● **Exercise**
Report only the number of lines in the material below that contain the string "Target", with case counting.

● **Material for the task**
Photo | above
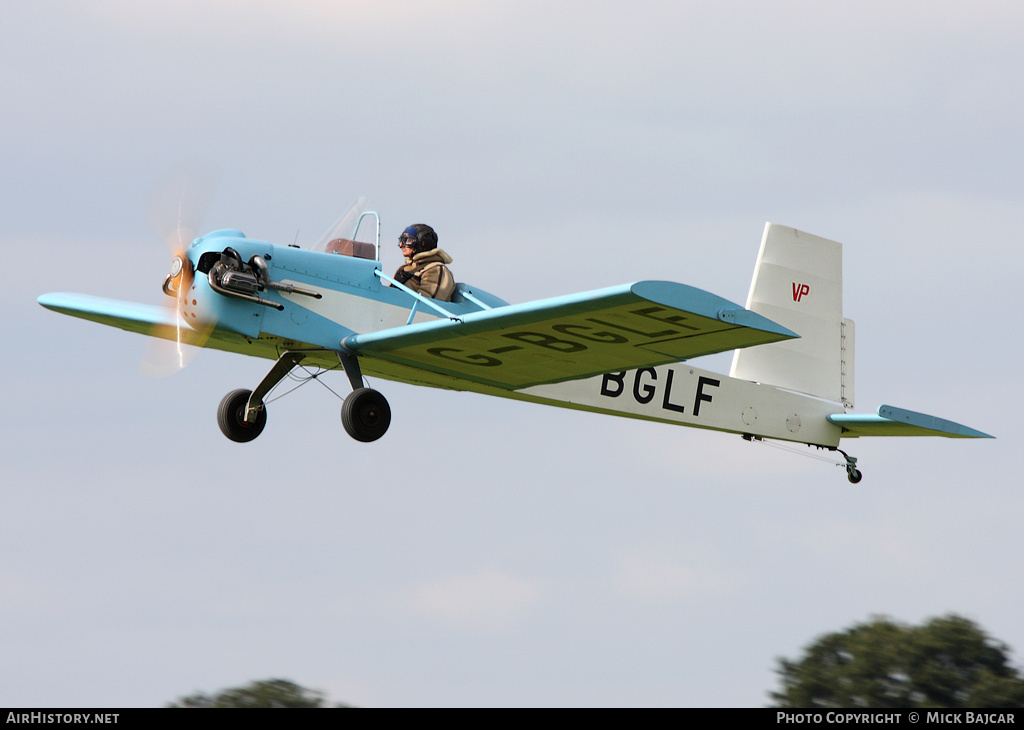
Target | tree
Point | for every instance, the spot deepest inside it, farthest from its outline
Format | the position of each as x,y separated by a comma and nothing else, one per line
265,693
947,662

...

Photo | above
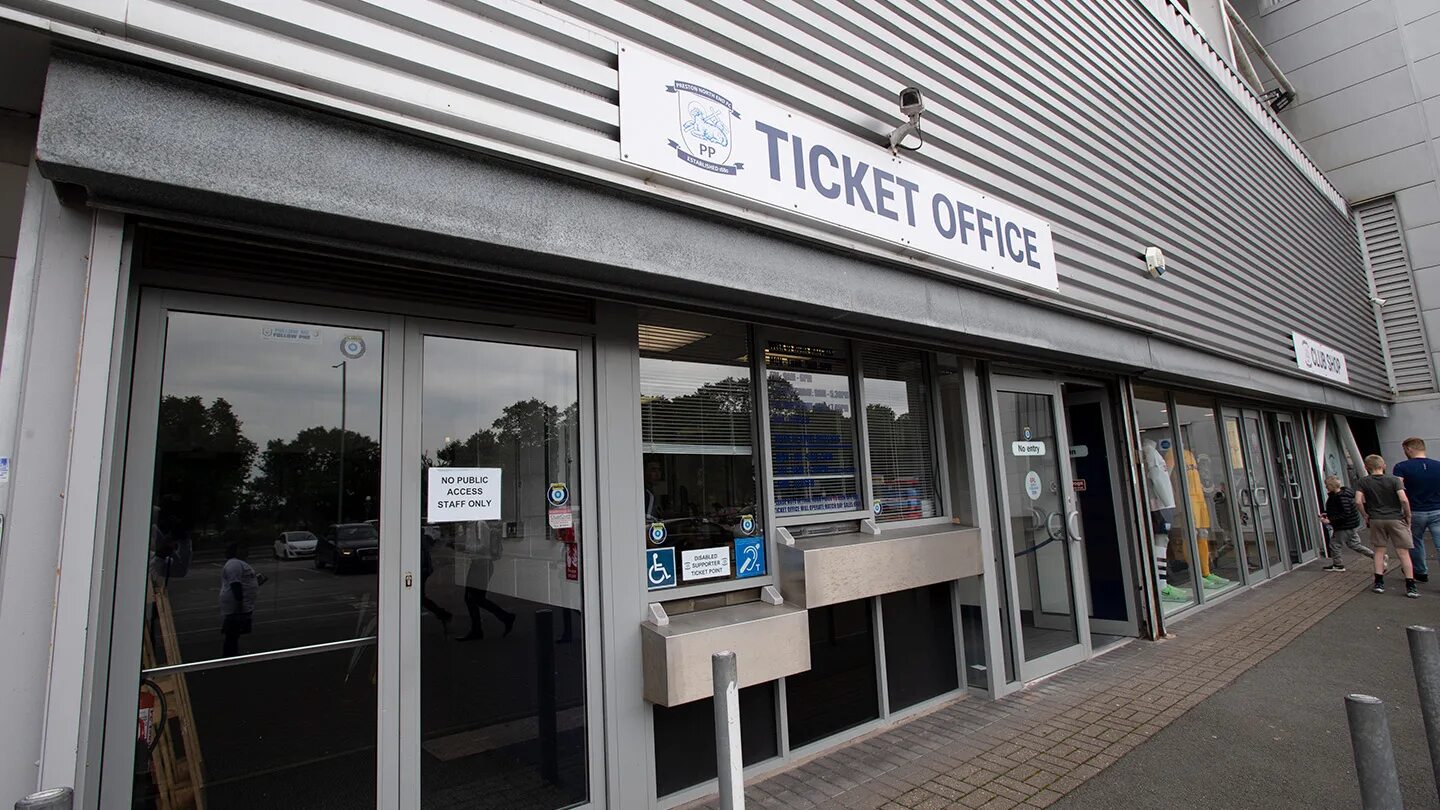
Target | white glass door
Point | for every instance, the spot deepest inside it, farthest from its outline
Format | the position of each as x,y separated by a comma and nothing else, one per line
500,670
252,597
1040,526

● **The reply**
2